**WHAT IS ASKED**
Please report every line in the records below that contains the word "shoe". Case counts.

--- SUPPLIED RECORDS ---

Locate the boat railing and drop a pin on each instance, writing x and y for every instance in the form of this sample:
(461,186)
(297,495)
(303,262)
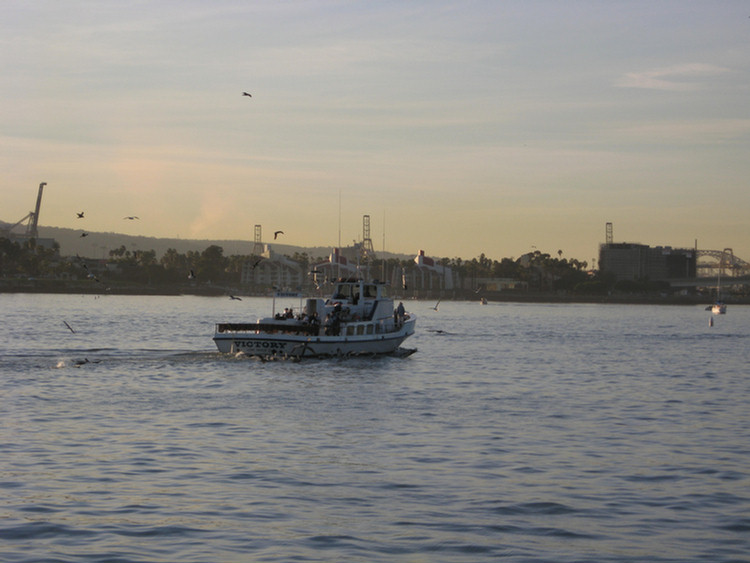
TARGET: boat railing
(268,328)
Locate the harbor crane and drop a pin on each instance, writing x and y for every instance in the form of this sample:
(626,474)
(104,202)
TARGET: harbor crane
(32,217)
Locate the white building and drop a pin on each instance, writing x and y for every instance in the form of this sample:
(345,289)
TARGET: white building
(431,275)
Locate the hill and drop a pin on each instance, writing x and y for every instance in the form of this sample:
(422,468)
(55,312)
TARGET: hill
(98,244)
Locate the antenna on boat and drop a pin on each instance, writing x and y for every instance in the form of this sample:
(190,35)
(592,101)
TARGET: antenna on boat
(383,277)
(338,263)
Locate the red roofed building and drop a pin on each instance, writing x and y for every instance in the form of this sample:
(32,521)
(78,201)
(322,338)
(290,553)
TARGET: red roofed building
(431,275)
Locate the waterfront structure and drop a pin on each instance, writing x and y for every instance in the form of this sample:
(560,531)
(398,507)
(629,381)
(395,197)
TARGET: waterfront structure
(272,269)
(430,275)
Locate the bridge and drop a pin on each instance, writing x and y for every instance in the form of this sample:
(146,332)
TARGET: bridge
(712,263)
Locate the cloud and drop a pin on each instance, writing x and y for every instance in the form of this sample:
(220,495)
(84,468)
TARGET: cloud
(683,77)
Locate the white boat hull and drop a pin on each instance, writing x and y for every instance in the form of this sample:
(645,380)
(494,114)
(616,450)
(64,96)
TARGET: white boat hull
(263,343)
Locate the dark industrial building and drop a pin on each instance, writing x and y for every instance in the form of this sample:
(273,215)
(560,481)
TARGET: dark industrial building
(640,262)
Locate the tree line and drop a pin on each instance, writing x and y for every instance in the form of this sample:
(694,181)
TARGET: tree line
(538,271)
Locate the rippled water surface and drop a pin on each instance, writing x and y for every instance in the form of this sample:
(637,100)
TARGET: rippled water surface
(526,433)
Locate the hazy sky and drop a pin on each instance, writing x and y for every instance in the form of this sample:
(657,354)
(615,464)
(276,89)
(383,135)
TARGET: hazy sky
(459,127)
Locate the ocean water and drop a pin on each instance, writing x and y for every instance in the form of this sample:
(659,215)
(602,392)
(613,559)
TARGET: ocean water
(516,432)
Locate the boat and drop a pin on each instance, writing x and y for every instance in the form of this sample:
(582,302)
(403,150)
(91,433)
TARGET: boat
(357,319)
(719,307)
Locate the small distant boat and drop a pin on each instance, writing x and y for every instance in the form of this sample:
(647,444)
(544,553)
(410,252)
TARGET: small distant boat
(719,307)
(358,319)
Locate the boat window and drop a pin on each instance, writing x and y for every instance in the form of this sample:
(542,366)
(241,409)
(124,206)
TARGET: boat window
(342,292)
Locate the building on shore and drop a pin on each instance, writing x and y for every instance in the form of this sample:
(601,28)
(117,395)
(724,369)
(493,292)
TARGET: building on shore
(272,270)
(335,266)
(431,276)
(637,262)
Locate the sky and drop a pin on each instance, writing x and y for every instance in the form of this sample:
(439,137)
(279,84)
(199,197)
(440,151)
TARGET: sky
(460,128)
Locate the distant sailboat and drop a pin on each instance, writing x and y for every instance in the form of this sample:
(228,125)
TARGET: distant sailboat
(719,307)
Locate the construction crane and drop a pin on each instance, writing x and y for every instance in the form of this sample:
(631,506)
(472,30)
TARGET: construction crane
(32,217)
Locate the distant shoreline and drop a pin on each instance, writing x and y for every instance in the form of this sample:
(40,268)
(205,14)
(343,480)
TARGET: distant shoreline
(41,286)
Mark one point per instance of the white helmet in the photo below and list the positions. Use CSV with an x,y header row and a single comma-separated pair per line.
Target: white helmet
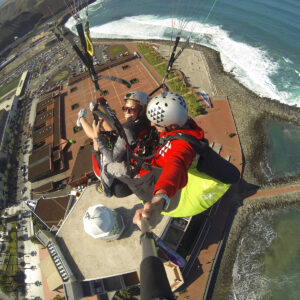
x,y
166,109
139,96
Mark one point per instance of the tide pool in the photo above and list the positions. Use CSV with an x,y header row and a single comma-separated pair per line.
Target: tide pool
x,y
267,264
282,153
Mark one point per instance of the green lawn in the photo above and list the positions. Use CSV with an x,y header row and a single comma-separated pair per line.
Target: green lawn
x,y
174,82
60,76
10,86
115,50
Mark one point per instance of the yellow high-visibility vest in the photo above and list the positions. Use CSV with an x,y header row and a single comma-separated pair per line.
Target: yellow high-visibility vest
x,y
200,193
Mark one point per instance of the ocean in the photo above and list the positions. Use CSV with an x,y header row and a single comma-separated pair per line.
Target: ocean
x,y
259,43
258,40
267,264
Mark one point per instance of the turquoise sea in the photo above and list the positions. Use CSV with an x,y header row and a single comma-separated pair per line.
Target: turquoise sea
x,y
259,43
258,39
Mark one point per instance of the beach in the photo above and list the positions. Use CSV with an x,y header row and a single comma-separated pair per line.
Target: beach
x,y
203,68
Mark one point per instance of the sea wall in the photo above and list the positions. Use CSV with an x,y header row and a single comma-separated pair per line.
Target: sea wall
x,y
244,212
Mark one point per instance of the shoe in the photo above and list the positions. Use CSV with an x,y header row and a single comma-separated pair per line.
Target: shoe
x,y
92,106
81,114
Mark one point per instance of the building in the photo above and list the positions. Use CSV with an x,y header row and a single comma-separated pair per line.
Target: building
x,y
22,84
55,123
47,156
89,266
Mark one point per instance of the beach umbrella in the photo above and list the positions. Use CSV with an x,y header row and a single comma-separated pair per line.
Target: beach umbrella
x,y
102,222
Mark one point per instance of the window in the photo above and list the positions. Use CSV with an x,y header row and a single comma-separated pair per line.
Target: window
x,y
39,127
73,89
76,129
134,80
40,144
74,106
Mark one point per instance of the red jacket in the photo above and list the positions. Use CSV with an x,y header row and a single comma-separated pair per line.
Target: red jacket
x,y
174,158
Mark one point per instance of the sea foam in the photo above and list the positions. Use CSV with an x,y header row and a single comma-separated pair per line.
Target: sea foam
x,y
251,66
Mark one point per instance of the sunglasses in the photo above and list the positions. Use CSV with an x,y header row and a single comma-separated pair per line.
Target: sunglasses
x,y
129,109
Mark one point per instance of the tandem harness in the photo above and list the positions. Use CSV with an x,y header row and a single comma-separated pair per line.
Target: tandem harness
x,y
209,162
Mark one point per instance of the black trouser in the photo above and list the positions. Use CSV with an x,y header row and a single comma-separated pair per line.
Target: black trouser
x,y
120,189
143,187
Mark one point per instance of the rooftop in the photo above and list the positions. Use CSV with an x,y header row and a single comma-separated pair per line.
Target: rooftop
x,y
91,258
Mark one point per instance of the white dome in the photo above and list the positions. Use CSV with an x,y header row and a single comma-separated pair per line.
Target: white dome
x,y
102,222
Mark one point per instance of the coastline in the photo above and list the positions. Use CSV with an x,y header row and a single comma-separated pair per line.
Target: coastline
x,y
242,215
249,111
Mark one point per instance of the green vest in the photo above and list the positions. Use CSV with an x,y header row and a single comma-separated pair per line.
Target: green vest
x,y
200,193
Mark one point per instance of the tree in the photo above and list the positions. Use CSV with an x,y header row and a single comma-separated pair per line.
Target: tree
x,y
58,297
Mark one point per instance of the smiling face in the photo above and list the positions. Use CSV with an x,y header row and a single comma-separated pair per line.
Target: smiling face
x,y
131,110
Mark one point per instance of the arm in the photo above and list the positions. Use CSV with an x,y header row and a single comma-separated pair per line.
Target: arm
x,y
172,179
116,153
175,168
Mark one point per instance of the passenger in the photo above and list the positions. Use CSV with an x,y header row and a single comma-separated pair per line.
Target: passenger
x,y
136,126
167,171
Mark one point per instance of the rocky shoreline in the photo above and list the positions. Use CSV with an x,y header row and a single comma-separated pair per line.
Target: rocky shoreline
x,y
241,219
249,111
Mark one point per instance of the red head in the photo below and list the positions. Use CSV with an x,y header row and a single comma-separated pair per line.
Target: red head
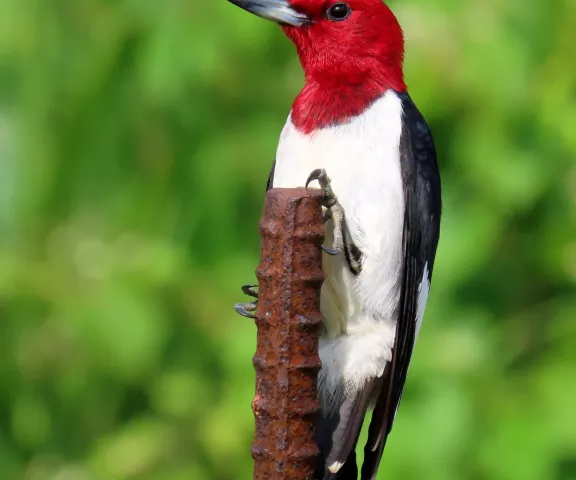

---

**ANSWER TO THIS PROBLEM**
Mark one point per instance of the shoe in the photo above and list the positions. Use CSV with an x,y header row and a single comma-separated pair per line.
Target: shoe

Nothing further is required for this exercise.